─── Document segment ───

What is rabies?

Rabies is a virus that can be transmitted between mammals. It is passed through saliva, usually via a bite from an infected animal.

There are many strains of rabies, and in theory any mammal can be infected with any strain. “Vector” species are the ones in an ecosystem most likely to carry the virus. This doesn’t mean that all of them have rabies, or even that most of them do — just that they’re more likely to than other mammal species. In Ontario, rabies vector species include raccoons, skunks, bats, and foxes.

Remember that rabies is ONLY transmitted through saliva. Just seeing raccoons, bats, or foxes in the the neighbourhood (or even having them accidentally enter your home) does not put you or your family in danger.

Rabies in Ontario

While rabies used to be very common in Ontario, the Ministry of Natural Resources and Forestry (MNRF) implemented a very successful vaccine-baiting program in the 1990s that virtually eliminated the virus from the province. We still occasionally saw it in bats (because they eat insects, it’s hard to bait them), but it was very rare.

In 2015, the area around the city of Hamilton started experiencing an outbreak of the raccoon strain of rabies. Raccoons, skunks, and foxes have been affected, as well as some domestic animals. Because of the particular strain involved, authorities think that a raccoon hitched a ride over the border on a transport truck from New York State, where rabies has always been an issue. The MNRF has once again doubled down on their vaccine baiting program, and is working hard to get the outbreak under control. So far there have been no positive cases in the Toronto area.

─── Source material ───

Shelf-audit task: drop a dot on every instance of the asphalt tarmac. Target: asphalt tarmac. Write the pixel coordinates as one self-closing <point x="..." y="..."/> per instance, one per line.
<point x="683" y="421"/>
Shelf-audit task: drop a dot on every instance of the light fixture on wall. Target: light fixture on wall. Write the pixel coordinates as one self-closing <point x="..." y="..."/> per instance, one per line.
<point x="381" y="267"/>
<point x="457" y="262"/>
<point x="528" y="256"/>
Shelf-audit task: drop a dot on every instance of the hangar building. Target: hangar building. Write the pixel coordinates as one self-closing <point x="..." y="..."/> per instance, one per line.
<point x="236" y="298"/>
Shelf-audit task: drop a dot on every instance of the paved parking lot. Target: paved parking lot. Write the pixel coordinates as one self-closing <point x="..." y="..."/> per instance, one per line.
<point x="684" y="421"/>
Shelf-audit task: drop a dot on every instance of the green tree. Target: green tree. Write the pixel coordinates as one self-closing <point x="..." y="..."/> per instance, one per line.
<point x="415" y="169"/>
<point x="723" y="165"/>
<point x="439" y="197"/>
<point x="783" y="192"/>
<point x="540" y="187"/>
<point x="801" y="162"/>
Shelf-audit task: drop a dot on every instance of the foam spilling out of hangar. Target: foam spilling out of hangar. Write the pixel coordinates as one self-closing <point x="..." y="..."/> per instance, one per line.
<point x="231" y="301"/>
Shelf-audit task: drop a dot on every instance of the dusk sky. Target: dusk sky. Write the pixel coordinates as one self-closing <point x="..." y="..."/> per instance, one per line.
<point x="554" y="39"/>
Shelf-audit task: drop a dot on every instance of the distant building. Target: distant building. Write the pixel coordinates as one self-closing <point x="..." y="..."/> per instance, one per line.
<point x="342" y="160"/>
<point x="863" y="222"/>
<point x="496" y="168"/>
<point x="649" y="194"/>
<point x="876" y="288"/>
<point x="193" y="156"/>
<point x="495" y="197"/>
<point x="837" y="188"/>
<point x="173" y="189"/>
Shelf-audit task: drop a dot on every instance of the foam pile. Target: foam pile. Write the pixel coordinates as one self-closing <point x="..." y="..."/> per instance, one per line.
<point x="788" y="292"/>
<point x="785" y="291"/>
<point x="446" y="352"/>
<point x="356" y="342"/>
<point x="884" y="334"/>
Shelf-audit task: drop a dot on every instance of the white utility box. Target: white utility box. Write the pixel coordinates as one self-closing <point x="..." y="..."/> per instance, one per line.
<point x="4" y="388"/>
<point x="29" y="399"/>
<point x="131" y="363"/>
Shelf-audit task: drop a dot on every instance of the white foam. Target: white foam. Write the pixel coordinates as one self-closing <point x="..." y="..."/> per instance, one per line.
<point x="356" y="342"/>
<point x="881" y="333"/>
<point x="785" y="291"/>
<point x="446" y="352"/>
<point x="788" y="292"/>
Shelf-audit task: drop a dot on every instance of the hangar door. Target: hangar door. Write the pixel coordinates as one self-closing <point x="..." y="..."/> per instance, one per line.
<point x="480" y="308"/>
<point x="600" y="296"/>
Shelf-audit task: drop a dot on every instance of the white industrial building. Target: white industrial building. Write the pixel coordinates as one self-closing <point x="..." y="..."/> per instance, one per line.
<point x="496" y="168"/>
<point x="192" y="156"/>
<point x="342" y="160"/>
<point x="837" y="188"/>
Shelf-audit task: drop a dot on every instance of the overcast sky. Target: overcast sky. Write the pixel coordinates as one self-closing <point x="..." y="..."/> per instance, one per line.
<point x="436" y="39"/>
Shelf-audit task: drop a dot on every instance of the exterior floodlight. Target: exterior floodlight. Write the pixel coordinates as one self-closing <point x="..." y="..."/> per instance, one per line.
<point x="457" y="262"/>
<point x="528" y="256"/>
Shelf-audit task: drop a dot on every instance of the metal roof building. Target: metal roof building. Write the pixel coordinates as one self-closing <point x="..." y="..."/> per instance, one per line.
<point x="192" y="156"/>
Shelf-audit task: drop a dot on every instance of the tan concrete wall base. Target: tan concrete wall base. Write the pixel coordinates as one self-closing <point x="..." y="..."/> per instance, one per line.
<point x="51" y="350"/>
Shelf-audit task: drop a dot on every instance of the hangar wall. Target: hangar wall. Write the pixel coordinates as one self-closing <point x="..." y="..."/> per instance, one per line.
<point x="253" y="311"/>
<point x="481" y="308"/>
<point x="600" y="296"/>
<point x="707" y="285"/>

───

What you will do:
(1) According to the rabies text, which strain of rabies caused the outbreak around Hamilton in 2015?
(2) Output the part of the rabies text between "Rabies in Ontario" and "was very rare.", inclusive.
(3) Go on with the rabies text from the point where it stops.
None of the lines have any bearing on what comes next.

Numbered answers:
(1) The raccoon strain.

(2)
Rabies in Ontario

While rabies used to be very common in Ontario, the Ministry of Natural Resources and Forestry (MNRF) implemented a very successful vaccine-baiting program in the 1990s that virtually eliminated the virus from the province. We still occasionally saw it in bats (because they eat insects, it’s hard to bait them), but it was very rare.

(3)
You can find more information on rabies in Ontario here.

What to do if a wild animal bites you

Most of the reports we get of animal bites are from people trying to hand-feed a wild animal like a squirrel or raccoon — another good reason not to feed wildlife!

To stay safe, do not handle sick, injured or orphaned wild mammals with bare hands, even if they appear weak or young. Wear heavy gloves, or — even better! — avoid contact altogether by using a box or container to secure the animal.  Use these guidelines to contain animals in need of care.

If an animal bites you, scrub any bite or scratch wounds with antiseptic soap and flush repeatedly with water. Contact your family doctor for advice right away. They may need to contact your local public health office to report the exposure. If it is safe to do so, contain the animal and contact a wildlife rehabilitator or animal services.

Keep your pets safe from rabies

In Ontario it is the law that all cats and dogs must be vaccinated against rabies at 3 months of age, and receive regular boosters throughout their lives. Keeping pets supervised or indoors, and keeping up with regular home maintenance, will also help to keep animals safe.

Rabies Vector Species in Wildlife Rehabilitation

Toronto Wildlife Centre admits hundreds of raccoons, skunks, foxes, and bats every year. They come in sick, injured, and orphaned, and many require hands-on medical care and treatment. While they are at the centre, these species are only handled by trained staff and volunteers who have already received a pre-exposure rabies vaccine (and they always wear gloves!). This keeps both the animals and the people working with them safe. Most of these animals receive a rabies vaccine before being released back into the wild.

To prevent the spread of diseases like rabies, the Ministry of Natural Resources has some pretty strict rules about how close to their point of origin rabies vector species must be released, and Toronto Wildlife Centre follows all of them closely.